━━━ Bacaan

Marak Serangan Siber, Fintech Makin Butuh UU Perlindungan Data

Internet Security System

Riset menunjukkan, platform e-commerce dan fintech paling berpotensi dibobol peretas. Asosiasi fintech menilai, UU Perlindungan Data Pribadi semakin dibutuhkan.

Riset dari Asosiasi Fintech Indonesia (Aftech) menunjukkan, 22% platform teknologi finansial (fintech) pembayaran dan 18% pembiayaan (fintech lending) pernah mengalami serangan siber. Undang-undang Perlindungan Data Pribadi (UU PDP) dinilai semakin dibutuhkan.
Sebanyak 95% dari 154 fintech mengaku, kurang dari 100 penggunanya mengalami serangan siber pada tahun lalu. Wakil Ketua Umum Aftech sekaligus Managing Director GoPay Budi Gandasoebrata mengatakan, RUU PDP semakin dibutuhkan untuk memberikan kepastian keamanan data konsumen fintech.

Dengan adanya regulasi itu, perusahaan fintech pun dapat memberlakukan standar keamanan teknologi yang lebih jelas. “Terutama kami akan menjaga keamanan data setiap pengguna. UU PDP akan memberikan kejelasan aspek hukum dan kepatuhan,” kata Budi saat konferensi pers virtual, Kamis (10/9). Sebab, regulasi itu akan mengatur batasan-batasan bagi perusahaan fintech dalam mengelola data pengguna. Hal ini mengingat data bisa digunakan oleh fintech untuk mengembangkan layanan dan produk.

━━━━━━

Terjemahkan kalimat dari bacaan tentang fintech dan perlindungan data ini ke dalam bahasa Inggris: "Dengan adanya regulasi itu, perusahaan fintech pun dapat memberlakukan standar keamanan teknologi yang lebih jelas." Kerjakan dengan berpegang hanya pada bacaan di atas.

━━━ Data yang Diberikan

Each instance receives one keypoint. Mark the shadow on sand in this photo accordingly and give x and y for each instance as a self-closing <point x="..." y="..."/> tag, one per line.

━━━━━━

◆ Jawaban:
With that regulation in place, fintech companies can also enforce clearer technology security standards.